━━━━━ Verilen metin ━━━━━

Alper GÖRMÜŞ
Ben ‘saklı kamuoyu” kavramıyla ilk olarak Timur Kuran’ın Yalanla yaşamak: Tercih Çarpıtmasının Toplumsal Sonuçları adlı kitabında karşılaştım, ‘tercih çarpıtması’ kavramıyla da öyle…
Her iki kavramı da özellikle düşüncelerini, tercihlerini açıklıkla söyleme hususunda problemleri olan bizimki gibi toplumlar için çok işe yarar, çok kullanışlı bulmuştum ve öğrendiğimde çok sevinmiştim.
Saklı kamuoyu, belirli bir insan grubunun, gerçek eğilimlerini ya da düşüncelerini şu ya da bu nedenle ‘saklayan’ bölümünü anlatmak için kullanılıyor.
Peki bazı eğilimlerini ya da düşüncelerini şu veya bu nedenle gizleme gereği duyanlar, bunu ne surette yaparlar? Timur Kuran kitabında iki ‘yol’dan söz ediyor, fakat bunlardan yalnız biri, ‘tercih çarpıtması’ (öbürü otosansür) üzerinde duruyordu.
‘Tercih çarpıtması’, kişinin, algıladığı toplumsal baskılar karşısında düşüncelerini ya da eğilimlerini olduğundan farklı göstermesi anlamında kullanılıyor. Otosansür ise biliyorsunuz, basitçe, fikrini söylememe, susma anlamında kullanılıyor.
Kişi, algıladığı toplumsal baskı nedeniyle tercihini çarpıtarak inandığının tam tersini savunabileceği gibi, hiç konuşmayıp susmayı da (otosansür) tercih edebilir.
Timur Kuran, kitabının başında, gittiği bir davette gerçekte evin dekorasyonunu beğenmeyen bir konuğun tam tersi görüşler beyan etmesinden yola çıkarak ‘tercih çarpıtması’ ile ‘otosansür’ arasındaki farkı şöyle anlatıyor:
“Dekorasyonu beğenmiyorsunuz, ama ev sahibini kırmamak için önce görüşünüzü dile getirmiyor sonra kendinizi bir şey söylemek zorunda hissedip, ‘ince zevkine’ övgüler yağdırıyorsunuz…”

━━━━━ Sağlanan malzeme ━━━━━

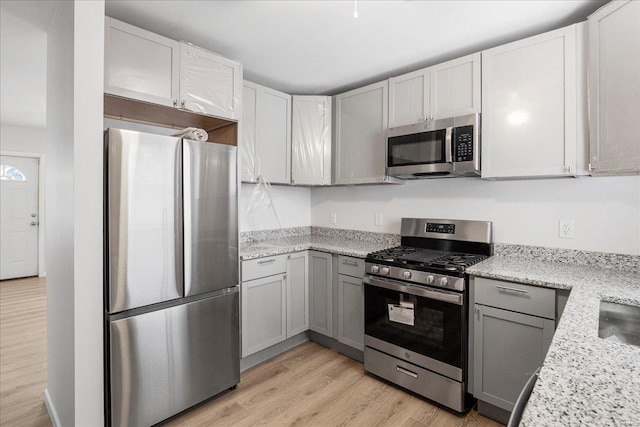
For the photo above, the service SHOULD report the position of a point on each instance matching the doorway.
(19, 216)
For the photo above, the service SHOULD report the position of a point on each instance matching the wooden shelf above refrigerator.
(219, 130)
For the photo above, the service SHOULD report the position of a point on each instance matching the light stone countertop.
(333, 244)
(585, 380)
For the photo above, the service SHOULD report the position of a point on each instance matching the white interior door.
(18, 217)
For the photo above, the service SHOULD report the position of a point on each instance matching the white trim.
(41, 189)
(51, 409)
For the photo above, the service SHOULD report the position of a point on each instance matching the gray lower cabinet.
(264, 321)
(351, 311)
(297, 293)
(512, 328)
(350, 301)
(275, 307)
(321, 293)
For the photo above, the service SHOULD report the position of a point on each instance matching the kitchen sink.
(619, 322)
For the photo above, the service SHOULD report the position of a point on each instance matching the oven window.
(416, 149)
(429, 327)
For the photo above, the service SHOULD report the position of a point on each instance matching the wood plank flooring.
(23, 352)
(309, 385)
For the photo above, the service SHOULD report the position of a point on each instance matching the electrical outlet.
(566, 229)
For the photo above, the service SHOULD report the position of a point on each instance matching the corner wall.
(75, 389)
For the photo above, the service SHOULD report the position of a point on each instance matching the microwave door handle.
(448, 149)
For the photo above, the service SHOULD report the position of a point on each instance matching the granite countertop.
(351, 246)
(585, 380)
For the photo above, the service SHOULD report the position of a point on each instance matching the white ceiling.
(318, 47)
(299, 47)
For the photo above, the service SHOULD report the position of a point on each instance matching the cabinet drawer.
(517, 297)
(263, 267)
(351, 266)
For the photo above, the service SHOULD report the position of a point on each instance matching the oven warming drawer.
(421, 381)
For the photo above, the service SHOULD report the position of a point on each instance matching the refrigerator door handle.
(187, 201)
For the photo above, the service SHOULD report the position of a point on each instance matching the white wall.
(22, 138)
(60, 393)
(605, 210)
(75, 385)
(291, 205)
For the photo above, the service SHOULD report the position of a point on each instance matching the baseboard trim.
(51, 409)
(266, 354)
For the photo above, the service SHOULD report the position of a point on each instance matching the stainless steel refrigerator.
(171, 287)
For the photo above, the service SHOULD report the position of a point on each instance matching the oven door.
(422, 325)
(418, 154)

━━━━━

- Yapılacak işler:
1. Saklı kamuoyu yazısına göre Timur Kuran, kitabında sözünü ettiği iki yoldan hangisi üzerinde duruyordu?
2. Saklı kamuoyu yazısında "Peki bazı eğilimlerini" sözlerinin geçtiği yerden başlayın ve "(otosansür) tercih edebilir." sözlerinden sonra durun; aradaki bölümü hiç değiştirmeden yazın.
3. Saklı kamuoyu yazısının devamını yazın.

- Çözülen sorular:
1. Tercih çarpıtması üzerinde duruyordu.

2.
Peki bazı eğilimlerini ya da düşüncelerini şu veya bu nedenle gizleme gereği duyanlar, bunu ne surette yaparlar? Timur Kuran kitabında iki ‘yol’dan söz ediyor, fakat bunlardan yalnız biri, ‘tercih çarpıtması’ (öbürü otosansür) üzerinde duruyordu.
‘Tercih çarpıtması’, kişinin, algıladığı toplumsal baskılar karşısında düşüncelerini ya da eğilimlerini olduğundan farklı göstermesi anlamında kullanılıyor. Otosansür ise biliyorsunuz, basitçe, fikrini söylememe, susma anlamında kullanılıyor.
Kişi, algıladığı toplumsal baskı nedeniyle tercihini çarpıtarak inandığının tam tersini savunabileceği gibi, hiç konuşmayıp susmayı da (otosansür) tercih edebilir.

3.
Timur Kuran’ın verdiği bu örnekte konuk, dekorasyon hakkında hiçbir şey söylemeyebilir, susabilirdi (otosansür). Oysa öyle yapmıyor, dekorasyonu beğenmediği halde çok beğendiğini söylüyor, tercihini çarpıtıyor… Kuran, ‘nötr’ bir tutum olan otosansüre kıyasla tercih çarpıtmasının daha ciddi ‘toplumsal sonuçlar doğuracağını’ şöyle anlatıyor:
“Tercih çarpıtması, başkalarının karşı çıkabileceği düşüncelerini kişinin bastırması anlamına gelen otosansürle eşanlamlı olmayıp, daha geniş kapsamlı bir kavramdır. Oturma odasının dekorasyonu konusunda suskun kalıp yorum yapmasaydınız kendinize sansür uygulamış olurdunuz. Oysa dekorasyondan hoşlandığınızı ileri sürmekle, otosansürün ötesine geçmiş oldunuz. Dinleyicilerinizde, bile bile yanlış bir izlenim bıraktınız.”
Anket firmalarının korkulu rüyası: tercihini çarpıtan saklı kamuoyu
Son yıllarda bütün dünyada anket şirketlerinin seçim sonuçlarını tahminde başarısız olması da genellikle tercihlerini çarpıtan ‘saklı kamuoyu’nun yol açtığı belirsizlikle açıklanıyor.
Mesela Trump’ın ilk seçimdeki zaferi ya da İngiltere’nin Avrupa Birliği’nden çıkmasına İngiliz halkının ‘evet’ demesi… Birinci durumda, oyunu Trump’a vereceği halde, algıladığı toplumsal baskı nedeniyle ‘Trump gibi biri’ne oy vereceğini açıkça söyleyemediği, utandığı için tercihini çarpıtıp rakibi Hillary Clinton’a vereceğini söyleyen seçmenlerin anket şirketlerini şaşırtmaları; ikinci durumda da ‘Brexit’ oylamasında ‘evet deme kararı almış olmasına rağmen, anketçilere ‘Avrupa Birliği gibi bir medeniyet projesine karşı olduğunu’ söylemekten çekindiği için ‘hayır’ diyeceğini beyan edenlerin anket şirketlerini şaşırtmaları var.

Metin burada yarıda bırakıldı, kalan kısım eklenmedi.